Reproduce the lines in the stretch from "Could you kindly segment every instance of the white" through "188 85 L 188", switching "white teeth" to "front teeth" and leaving everything else unchanged.

● ● ● ●

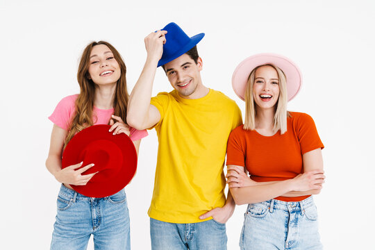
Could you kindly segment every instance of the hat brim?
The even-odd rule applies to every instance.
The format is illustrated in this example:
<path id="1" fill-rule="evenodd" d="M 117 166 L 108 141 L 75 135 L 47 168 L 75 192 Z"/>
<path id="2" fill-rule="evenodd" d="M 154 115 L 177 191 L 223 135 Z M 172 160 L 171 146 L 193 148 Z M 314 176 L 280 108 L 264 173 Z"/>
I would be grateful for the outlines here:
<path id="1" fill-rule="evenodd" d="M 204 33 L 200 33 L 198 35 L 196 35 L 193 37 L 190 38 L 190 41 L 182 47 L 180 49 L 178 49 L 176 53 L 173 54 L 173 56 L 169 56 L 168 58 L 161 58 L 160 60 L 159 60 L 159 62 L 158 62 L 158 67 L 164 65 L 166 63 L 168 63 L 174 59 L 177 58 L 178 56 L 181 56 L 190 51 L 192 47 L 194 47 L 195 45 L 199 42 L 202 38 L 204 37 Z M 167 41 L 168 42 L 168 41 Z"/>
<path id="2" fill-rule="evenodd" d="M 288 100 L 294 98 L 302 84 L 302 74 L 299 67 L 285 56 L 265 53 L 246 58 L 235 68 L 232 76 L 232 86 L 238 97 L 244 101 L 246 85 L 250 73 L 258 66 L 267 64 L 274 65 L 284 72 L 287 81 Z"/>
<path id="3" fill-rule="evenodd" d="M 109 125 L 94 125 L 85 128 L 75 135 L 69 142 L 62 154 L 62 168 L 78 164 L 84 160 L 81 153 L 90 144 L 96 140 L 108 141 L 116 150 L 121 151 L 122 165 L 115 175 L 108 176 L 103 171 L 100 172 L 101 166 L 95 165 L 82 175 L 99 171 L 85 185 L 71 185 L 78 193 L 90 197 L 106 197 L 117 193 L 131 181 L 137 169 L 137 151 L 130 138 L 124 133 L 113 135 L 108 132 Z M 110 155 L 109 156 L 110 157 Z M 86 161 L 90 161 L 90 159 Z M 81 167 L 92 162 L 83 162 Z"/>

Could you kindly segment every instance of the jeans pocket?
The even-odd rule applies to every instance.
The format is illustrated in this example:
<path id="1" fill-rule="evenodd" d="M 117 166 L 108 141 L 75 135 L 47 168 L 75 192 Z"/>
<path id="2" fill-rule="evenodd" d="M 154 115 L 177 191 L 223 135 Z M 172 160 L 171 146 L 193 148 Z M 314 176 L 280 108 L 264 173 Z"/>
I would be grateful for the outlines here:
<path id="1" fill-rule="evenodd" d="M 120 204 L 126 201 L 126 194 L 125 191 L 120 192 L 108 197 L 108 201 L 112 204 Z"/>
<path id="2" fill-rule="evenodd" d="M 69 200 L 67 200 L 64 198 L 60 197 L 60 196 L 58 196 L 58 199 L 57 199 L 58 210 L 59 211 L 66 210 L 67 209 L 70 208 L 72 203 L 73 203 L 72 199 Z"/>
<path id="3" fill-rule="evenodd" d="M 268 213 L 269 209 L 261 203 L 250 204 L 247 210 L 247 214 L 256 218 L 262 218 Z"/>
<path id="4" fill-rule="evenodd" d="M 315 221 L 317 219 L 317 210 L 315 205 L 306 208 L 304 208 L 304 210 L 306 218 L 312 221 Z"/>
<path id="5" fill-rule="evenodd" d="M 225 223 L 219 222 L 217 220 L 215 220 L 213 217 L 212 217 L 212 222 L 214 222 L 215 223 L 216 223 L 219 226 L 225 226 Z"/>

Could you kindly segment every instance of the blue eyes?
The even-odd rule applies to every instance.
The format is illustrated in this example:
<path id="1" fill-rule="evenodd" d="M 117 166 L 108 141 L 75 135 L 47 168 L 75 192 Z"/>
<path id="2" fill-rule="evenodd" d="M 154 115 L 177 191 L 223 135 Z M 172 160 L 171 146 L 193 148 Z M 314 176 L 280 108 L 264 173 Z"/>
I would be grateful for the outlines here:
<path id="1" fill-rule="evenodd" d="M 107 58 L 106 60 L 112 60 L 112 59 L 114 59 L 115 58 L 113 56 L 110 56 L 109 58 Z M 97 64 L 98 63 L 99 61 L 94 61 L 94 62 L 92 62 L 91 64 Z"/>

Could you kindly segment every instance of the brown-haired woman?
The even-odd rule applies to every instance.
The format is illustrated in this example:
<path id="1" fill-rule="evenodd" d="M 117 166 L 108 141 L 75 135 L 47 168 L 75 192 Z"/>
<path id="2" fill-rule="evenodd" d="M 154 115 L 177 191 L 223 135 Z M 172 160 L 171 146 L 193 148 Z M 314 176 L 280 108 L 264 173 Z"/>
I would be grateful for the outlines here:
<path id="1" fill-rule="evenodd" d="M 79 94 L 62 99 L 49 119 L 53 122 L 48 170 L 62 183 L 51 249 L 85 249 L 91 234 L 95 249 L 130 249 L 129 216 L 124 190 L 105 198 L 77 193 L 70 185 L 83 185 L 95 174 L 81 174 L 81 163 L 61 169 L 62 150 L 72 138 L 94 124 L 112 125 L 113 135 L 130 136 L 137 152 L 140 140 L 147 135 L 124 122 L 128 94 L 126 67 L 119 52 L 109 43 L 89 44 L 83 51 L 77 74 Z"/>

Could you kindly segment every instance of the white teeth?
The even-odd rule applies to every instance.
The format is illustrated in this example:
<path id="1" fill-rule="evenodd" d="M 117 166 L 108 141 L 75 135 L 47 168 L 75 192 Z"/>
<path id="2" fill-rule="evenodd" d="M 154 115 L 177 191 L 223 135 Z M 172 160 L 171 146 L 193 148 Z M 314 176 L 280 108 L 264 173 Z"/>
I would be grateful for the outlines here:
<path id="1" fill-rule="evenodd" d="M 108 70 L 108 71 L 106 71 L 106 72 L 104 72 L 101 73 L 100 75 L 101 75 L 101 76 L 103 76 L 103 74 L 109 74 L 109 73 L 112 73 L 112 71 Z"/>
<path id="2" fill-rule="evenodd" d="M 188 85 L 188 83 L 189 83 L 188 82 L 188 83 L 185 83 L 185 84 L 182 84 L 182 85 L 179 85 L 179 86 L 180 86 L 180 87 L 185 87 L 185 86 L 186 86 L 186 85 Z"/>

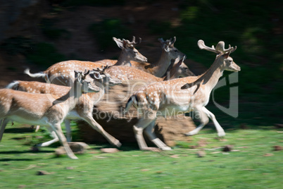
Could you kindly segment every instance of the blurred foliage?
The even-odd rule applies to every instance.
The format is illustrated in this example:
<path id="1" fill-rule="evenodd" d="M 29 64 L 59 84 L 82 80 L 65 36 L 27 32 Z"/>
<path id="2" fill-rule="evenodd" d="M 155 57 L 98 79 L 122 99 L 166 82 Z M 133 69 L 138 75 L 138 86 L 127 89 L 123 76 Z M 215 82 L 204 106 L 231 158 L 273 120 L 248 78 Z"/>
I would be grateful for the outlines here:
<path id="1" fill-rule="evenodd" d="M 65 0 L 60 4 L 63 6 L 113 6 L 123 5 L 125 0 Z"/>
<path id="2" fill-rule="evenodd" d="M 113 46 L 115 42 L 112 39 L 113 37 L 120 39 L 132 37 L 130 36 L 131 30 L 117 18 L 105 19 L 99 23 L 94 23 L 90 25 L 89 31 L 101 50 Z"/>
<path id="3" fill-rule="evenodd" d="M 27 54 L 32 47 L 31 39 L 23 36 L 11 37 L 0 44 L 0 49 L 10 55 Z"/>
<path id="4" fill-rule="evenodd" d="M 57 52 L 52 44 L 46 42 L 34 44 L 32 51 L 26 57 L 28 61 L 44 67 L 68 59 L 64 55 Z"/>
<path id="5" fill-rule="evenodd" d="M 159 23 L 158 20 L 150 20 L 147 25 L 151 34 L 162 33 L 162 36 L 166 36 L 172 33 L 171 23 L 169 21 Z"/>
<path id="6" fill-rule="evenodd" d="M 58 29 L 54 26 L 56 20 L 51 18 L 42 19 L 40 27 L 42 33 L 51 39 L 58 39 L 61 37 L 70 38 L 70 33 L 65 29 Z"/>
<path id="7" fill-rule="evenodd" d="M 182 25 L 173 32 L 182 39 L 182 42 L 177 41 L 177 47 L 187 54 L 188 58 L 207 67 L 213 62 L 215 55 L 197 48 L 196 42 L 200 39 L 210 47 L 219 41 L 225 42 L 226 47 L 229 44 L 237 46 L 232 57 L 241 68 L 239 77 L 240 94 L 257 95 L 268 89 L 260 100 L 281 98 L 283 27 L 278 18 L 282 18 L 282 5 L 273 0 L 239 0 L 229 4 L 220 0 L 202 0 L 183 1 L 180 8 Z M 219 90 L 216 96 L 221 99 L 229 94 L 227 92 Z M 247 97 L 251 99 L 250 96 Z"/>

● ● ● ●

Written answer:
Could you kindly segment every instance of the front teeth?
The even-odd rule applies to every instance.
The format is illustrated in this example:
<path id="1" fill-rule="evenodd" d="M 117 166 L 108 141 L 75 135 L 47 168 L 75 192 Z"/>
<path id="2" fill-rule="evenodd" d="M 154 115 L 177 191 L 223 135 Z M 172 160 L 171 146 L 193 148 Z M 314 176 L 280 108 L 264 173 Z"/>
I would be grateful for the outlines here:
<path id="1" fill-rule="evenodd" d="M 108 70 L 108 71 L 106 71 L 106 72 L 104 72 L 101 73 L 100 75 L 101 75 L 101 76 L 103 76 L 103 74 L 109 74 L 109 73 L 112 73 L 112 71 Z"/>
<path id="2" fill-rule="evenodd" d="M 188 85 L 188 83 L 189 83 L 188 82 L 188 83 L 185 83 L 185 84 L 182 84 L 182 85 L 179 85 L 179 86 L 180 86 L 180 87 L 185 87 L 185 86 L 186 86 L 186 85 Z"/>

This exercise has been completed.